— Your task —
Search the listing below for the word "flag" and copy each line that holds it.

— Data to process —
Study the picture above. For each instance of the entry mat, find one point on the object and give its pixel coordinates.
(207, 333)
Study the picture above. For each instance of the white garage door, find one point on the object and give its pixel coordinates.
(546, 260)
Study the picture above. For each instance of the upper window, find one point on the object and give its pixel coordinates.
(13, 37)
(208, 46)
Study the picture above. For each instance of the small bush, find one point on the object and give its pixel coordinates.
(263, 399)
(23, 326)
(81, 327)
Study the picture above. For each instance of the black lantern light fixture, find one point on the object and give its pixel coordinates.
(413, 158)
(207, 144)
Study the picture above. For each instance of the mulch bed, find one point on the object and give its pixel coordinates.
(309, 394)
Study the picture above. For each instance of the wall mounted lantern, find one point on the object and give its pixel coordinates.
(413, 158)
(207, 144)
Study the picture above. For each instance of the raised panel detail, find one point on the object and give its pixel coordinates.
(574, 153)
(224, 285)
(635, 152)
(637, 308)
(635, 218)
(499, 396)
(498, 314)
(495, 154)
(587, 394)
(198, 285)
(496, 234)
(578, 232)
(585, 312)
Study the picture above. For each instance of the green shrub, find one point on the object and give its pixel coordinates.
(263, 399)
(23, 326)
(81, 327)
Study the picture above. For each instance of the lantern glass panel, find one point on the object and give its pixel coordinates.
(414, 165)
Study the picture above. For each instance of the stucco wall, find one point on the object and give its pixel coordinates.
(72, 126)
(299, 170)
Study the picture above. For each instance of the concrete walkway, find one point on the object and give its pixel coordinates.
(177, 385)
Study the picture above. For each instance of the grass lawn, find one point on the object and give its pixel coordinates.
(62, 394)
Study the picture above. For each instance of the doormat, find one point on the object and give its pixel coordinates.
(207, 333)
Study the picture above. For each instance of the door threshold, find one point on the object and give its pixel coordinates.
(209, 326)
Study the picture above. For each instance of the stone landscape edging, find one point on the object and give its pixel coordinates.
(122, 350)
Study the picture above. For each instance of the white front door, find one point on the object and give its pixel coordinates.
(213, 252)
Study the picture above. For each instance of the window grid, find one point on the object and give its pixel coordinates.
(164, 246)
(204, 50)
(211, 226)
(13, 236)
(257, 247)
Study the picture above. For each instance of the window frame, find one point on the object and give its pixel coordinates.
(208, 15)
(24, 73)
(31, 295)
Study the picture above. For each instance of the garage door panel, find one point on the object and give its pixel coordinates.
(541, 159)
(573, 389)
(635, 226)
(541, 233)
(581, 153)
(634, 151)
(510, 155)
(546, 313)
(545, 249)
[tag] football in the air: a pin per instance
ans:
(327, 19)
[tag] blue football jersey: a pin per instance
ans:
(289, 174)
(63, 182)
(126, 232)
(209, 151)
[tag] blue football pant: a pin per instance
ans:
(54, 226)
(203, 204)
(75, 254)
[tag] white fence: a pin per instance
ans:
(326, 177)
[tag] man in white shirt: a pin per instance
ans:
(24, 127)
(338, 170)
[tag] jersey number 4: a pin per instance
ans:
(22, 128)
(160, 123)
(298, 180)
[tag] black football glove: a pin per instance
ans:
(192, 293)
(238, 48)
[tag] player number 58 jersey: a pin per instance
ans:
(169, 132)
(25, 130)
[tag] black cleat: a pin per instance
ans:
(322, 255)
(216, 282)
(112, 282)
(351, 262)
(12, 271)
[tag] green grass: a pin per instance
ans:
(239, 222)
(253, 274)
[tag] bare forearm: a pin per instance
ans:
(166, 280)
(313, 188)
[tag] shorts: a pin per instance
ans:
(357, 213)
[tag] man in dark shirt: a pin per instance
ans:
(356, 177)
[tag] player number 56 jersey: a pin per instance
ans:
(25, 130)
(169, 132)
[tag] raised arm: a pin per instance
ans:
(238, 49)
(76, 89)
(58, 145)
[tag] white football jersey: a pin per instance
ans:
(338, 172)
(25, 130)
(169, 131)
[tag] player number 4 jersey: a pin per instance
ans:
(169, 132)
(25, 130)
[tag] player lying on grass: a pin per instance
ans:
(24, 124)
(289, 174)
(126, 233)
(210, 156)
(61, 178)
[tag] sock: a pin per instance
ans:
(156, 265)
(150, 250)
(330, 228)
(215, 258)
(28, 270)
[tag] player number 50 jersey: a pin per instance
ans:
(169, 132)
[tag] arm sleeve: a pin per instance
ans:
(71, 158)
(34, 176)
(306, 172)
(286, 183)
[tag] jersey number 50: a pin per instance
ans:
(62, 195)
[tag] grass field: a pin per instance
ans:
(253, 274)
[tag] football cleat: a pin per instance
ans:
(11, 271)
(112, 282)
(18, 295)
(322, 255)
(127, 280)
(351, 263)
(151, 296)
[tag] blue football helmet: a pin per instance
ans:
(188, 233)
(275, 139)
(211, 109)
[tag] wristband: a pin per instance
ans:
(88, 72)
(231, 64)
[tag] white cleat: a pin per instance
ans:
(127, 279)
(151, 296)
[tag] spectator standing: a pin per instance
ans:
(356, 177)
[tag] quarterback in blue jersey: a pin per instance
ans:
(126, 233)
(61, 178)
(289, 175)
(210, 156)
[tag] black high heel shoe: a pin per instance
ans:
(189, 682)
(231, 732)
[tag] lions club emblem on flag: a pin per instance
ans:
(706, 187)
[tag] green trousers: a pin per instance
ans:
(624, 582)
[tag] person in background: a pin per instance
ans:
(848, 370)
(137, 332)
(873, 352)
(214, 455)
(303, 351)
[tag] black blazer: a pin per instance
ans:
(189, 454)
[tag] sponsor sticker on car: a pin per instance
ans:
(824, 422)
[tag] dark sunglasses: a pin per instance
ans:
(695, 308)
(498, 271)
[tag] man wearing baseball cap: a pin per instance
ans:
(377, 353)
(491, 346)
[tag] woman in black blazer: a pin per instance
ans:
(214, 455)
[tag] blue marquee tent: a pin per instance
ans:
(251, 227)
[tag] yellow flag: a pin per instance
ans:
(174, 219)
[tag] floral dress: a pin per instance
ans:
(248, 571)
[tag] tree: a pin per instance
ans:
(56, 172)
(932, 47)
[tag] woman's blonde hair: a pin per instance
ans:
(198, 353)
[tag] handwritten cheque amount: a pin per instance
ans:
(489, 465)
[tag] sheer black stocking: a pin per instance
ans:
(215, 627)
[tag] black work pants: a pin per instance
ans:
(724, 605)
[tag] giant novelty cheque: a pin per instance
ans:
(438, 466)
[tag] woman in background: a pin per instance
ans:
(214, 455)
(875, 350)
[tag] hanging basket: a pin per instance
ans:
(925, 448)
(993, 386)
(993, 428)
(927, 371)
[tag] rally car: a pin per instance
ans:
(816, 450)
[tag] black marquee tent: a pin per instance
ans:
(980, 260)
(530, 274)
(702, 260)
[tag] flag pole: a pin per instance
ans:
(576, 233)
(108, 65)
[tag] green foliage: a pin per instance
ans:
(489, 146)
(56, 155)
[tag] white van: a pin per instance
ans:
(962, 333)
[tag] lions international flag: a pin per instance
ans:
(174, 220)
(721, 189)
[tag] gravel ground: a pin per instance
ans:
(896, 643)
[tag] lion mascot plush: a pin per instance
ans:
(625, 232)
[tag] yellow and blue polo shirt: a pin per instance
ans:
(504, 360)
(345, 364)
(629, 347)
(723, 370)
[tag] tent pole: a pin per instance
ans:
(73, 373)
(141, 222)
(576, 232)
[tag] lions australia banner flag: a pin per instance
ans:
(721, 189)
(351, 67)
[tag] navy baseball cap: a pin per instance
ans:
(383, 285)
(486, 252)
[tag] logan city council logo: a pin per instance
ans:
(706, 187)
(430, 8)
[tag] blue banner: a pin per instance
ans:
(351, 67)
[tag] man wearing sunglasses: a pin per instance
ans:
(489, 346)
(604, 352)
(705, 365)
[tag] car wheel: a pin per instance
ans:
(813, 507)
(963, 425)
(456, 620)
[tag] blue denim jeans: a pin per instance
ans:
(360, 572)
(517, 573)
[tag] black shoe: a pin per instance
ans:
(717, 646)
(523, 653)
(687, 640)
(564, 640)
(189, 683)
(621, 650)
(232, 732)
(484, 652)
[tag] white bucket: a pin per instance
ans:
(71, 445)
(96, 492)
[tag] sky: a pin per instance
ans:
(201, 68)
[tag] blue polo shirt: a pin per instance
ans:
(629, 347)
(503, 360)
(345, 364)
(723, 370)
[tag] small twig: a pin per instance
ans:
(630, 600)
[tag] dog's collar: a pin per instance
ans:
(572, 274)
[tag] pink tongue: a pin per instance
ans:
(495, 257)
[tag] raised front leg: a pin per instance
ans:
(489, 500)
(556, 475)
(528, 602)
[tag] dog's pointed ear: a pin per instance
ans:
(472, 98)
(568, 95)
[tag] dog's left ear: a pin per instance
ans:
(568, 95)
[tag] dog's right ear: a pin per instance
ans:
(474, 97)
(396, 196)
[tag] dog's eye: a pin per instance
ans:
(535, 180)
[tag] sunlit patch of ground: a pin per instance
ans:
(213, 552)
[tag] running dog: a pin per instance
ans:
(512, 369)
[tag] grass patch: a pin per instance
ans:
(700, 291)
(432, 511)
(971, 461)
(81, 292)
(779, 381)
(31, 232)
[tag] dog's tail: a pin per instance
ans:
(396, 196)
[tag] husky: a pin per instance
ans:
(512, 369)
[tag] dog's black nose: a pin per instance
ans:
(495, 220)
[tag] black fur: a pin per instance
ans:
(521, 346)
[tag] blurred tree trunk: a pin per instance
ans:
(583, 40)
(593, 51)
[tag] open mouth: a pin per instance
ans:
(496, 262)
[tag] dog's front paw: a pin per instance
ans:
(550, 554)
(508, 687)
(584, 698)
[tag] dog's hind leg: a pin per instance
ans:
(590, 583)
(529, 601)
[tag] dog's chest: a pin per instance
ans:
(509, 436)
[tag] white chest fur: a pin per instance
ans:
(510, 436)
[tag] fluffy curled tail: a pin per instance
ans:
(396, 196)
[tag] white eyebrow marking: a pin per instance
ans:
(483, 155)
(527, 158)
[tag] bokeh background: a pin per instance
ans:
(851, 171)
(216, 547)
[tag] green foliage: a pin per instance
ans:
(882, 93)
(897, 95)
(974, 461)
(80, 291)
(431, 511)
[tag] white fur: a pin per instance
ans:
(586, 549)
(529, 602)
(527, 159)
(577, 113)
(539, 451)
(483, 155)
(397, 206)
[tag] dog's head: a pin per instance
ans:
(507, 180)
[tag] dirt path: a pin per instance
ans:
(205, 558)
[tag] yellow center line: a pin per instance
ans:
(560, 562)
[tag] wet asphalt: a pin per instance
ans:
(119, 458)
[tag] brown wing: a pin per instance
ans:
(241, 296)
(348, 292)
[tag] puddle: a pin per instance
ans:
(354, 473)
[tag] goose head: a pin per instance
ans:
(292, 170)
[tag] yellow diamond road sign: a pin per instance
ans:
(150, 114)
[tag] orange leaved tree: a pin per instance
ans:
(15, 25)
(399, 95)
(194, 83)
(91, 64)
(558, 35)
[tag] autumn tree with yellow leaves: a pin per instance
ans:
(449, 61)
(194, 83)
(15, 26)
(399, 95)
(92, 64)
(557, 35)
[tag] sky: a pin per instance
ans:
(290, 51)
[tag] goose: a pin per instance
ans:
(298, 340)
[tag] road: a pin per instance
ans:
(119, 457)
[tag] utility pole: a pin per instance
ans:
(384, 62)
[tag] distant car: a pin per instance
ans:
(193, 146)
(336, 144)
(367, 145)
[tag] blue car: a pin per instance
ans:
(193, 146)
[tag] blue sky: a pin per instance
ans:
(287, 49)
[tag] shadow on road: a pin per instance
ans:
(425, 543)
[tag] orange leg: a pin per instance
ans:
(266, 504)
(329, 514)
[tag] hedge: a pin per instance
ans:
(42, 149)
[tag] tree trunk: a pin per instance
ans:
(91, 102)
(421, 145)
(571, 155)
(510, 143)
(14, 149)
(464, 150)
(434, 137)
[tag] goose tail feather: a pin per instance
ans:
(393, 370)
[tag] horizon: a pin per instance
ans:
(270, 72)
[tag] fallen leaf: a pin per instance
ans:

— Solved problem —
[tag] lions club emblem on flag: a pin per instance
[tag] yellow flag: a pin per instance
[tag] flag pole: a pin per instance
[tag] lions international flag: a pin per instance
[tag] lions australia banner flag: a pin per instance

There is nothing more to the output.